• _MATERIAL FOR THIS TASK_

Start of Block

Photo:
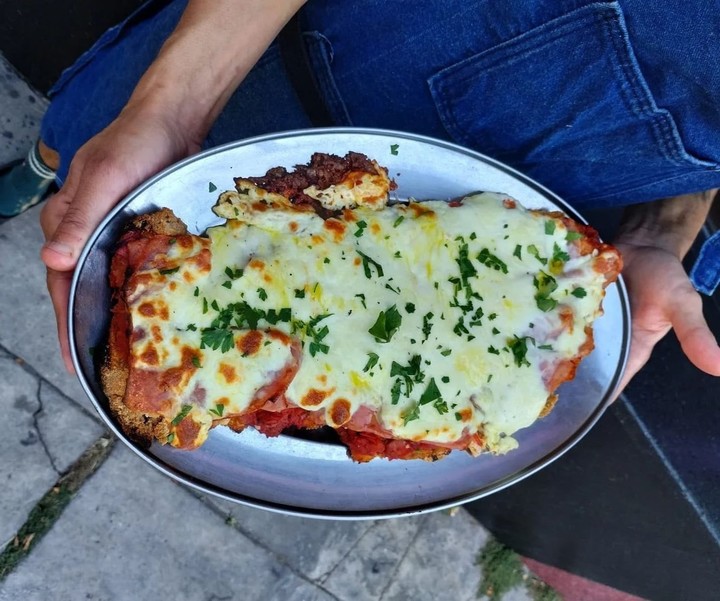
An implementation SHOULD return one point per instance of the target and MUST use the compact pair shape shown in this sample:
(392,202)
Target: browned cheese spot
(314,397)
(156,333)
(185,242)
(228,372)
(465,414)
(336,228)
(340,412)
(149,356)
(249,344)
(146,309)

End of Block

The records above are to be repeated exactly, with every picture removed from the copy.

• _SOLUTION TO THE PROBLEM_
Photo:
An implementation SHOULD return one point per instance of the target and MUST use the compact pair shape shown in this sample:
(392,202)
Target: browned cheese spot
(314,397)
(156,333)
(185,242)
(228,372)
(465,414)
(336,228)
(340,412)
(149,356)
(249,344)
(146,309)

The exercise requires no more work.